## Task to complete:
Render the listing from the line with "Point to one spot on every instance of the bush" through the line with "[(771, 544), (608, 385)]" as a Markdown table with the columns "No." and "Content", numbering each line and skipping blank lines. Leave the pictures out.

========

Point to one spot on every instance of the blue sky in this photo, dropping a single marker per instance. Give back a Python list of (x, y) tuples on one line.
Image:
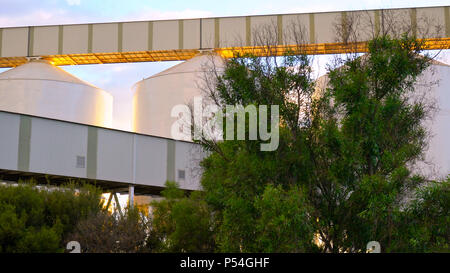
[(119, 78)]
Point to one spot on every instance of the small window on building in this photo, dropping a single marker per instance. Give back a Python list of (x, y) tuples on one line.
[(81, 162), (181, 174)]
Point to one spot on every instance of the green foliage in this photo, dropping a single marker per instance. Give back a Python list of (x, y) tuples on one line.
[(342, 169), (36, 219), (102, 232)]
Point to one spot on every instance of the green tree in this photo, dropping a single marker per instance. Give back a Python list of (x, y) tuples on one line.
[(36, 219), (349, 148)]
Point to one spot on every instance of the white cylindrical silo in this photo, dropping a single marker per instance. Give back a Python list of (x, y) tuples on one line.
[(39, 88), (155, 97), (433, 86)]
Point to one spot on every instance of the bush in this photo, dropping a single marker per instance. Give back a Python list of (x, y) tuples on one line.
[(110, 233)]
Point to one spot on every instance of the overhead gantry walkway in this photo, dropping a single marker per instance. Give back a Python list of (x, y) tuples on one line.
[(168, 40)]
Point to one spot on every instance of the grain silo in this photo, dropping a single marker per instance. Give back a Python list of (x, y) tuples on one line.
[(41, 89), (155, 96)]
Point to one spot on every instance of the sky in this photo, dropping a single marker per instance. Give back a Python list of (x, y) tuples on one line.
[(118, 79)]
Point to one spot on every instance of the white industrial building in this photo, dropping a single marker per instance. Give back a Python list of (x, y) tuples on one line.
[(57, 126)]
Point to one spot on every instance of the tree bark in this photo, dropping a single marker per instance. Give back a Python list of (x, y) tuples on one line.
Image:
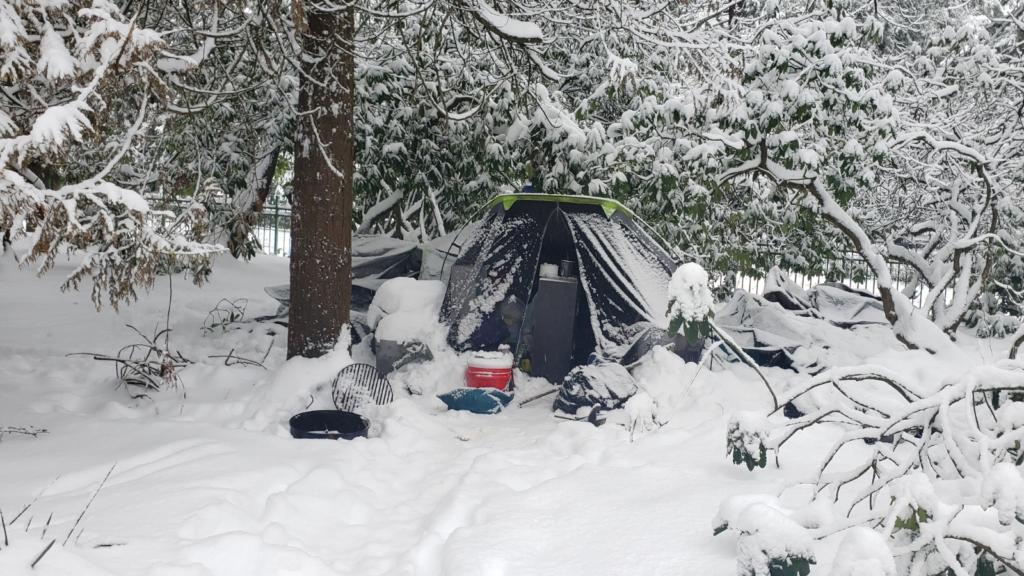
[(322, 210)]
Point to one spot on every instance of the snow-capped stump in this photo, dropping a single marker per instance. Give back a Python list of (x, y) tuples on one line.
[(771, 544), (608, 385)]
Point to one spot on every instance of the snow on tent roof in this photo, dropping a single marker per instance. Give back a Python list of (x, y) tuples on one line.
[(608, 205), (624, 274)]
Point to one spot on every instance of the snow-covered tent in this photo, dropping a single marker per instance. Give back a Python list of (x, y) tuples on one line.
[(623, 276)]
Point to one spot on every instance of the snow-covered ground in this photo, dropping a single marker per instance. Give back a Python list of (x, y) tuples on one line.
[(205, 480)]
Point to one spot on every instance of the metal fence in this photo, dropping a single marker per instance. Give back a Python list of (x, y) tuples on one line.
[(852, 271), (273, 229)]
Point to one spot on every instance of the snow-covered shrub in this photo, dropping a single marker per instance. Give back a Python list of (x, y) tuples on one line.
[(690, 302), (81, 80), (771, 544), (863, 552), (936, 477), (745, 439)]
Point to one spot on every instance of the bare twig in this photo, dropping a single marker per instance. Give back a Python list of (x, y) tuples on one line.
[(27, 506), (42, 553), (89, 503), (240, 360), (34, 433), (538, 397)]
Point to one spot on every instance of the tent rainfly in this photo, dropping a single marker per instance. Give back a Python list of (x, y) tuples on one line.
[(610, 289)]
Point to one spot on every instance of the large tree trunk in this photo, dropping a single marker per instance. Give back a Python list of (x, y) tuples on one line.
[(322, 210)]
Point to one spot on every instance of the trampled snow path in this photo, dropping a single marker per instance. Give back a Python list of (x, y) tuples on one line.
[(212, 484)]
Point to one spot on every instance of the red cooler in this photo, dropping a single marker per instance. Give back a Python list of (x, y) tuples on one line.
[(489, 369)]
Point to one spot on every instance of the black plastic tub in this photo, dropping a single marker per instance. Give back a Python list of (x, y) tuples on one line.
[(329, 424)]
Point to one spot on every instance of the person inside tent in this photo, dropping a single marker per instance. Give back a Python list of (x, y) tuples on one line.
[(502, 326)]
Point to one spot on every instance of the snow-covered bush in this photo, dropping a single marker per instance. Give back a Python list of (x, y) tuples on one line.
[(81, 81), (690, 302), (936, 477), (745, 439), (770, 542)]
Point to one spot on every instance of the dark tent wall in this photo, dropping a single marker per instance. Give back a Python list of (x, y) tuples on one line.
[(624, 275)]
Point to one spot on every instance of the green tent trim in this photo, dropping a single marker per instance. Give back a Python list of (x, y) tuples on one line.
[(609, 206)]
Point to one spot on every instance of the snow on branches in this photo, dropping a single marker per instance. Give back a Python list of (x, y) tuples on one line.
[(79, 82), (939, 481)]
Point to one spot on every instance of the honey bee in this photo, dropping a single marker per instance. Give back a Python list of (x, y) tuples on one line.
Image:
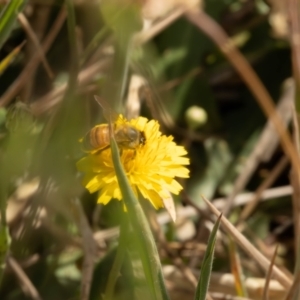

========

## Solution for this task:
| No. | Content |
|---|---|
| 1 | Point to one spot on every instance of the bush in this photo, dropping a single marker per instance. Give back a Python list of (x, y) tuples on one line. |
| 2 | [(110, 233)] |
| 3 | Point to one spot on every instance of the overhead gantry walkway in this photo, dropping a single marker per instance. Give back a Python list of (x, y) tuples on one line. |
| 4 | [(168, 40)] |
| 5 | Point to one spot on every instance of the grain silo in this photo, dropping a single marker per instance. Give back a Python list of (x, y) tuples on one line. |
| 6 | [(41, 89), (155, 96)] |
| 7 | Point to one spot on every instance of the sky in this photo, dropping a single marker per instance. Give back a Python list of (x, y) tuples on one line. |
| 8 | [(118, 79)] |
| 9 | Point to one spot on every instance of the white industrial building in this photo, dropping a single marker per instance. Give back a Python list of (x, y) tuples on one line. |
| 10 | [(57, 126)] |
| 11 | Point to one spot on every instance of the tree bark in this photo, dropping a single marker per instance. Give back a Python list of (x, y) tuples on one line. |
| 12 | Image: |
| 13 | [(322, 210)] |
| 14 | Point to one spot on every instance of the snow-capped stump in this photo, dropping a single marker per instance. Give back a Python list of (x, y) tuples on one line. |
| 15 | [(771, 544), (608, 385)] |